## Exercise prompt
Pick out every line of the records below that contains the string "smartphone", treating uppercase and lowercase letters as distinct.

## Input
---*---
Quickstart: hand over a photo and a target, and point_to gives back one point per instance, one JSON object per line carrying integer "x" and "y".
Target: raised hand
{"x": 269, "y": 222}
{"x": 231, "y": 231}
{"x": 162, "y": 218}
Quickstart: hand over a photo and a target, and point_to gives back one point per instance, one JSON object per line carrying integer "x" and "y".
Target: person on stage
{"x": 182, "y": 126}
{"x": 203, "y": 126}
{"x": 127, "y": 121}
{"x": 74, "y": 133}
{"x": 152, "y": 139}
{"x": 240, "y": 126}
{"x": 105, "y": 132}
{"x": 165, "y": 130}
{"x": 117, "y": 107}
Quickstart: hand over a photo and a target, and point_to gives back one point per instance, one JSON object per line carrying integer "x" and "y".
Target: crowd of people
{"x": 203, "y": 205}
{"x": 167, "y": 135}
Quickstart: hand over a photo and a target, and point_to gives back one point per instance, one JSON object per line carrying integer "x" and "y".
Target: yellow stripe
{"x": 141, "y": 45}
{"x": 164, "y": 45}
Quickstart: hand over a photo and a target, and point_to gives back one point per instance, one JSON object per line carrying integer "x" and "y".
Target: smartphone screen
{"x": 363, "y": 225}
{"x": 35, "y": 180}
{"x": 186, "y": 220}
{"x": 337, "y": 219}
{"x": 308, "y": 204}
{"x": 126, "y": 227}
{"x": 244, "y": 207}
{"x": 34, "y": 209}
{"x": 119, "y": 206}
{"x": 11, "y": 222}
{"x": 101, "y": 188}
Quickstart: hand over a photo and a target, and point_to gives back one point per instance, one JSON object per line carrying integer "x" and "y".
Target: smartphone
---*---
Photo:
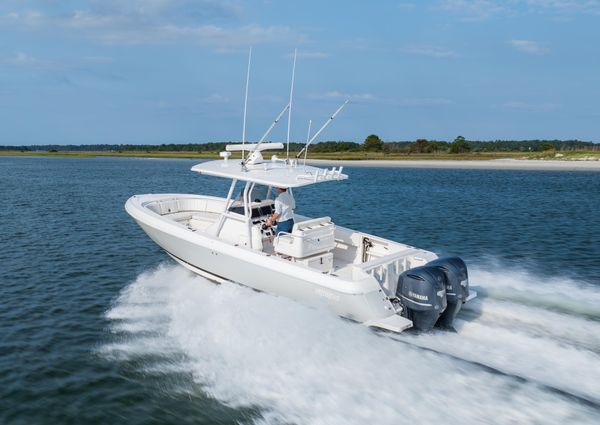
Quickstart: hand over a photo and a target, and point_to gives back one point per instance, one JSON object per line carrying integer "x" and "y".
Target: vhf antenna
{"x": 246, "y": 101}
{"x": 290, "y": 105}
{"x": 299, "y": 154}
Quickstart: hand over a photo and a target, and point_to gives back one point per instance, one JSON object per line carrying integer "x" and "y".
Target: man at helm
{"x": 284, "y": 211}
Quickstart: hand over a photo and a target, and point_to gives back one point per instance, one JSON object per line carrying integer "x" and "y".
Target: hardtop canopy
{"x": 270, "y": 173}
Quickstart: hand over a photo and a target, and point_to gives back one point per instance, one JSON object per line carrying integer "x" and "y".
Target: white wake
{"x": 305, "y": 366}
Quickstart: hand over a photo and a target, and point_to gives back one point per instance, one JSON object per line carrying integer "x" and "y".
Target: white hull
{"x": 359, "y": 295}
---*---
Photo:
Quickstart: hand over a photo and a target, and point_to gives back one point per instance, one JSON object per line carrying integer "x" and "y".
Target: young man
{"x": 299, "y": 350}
---*---
## Full output
Target: smartphone screen
Target: smartphone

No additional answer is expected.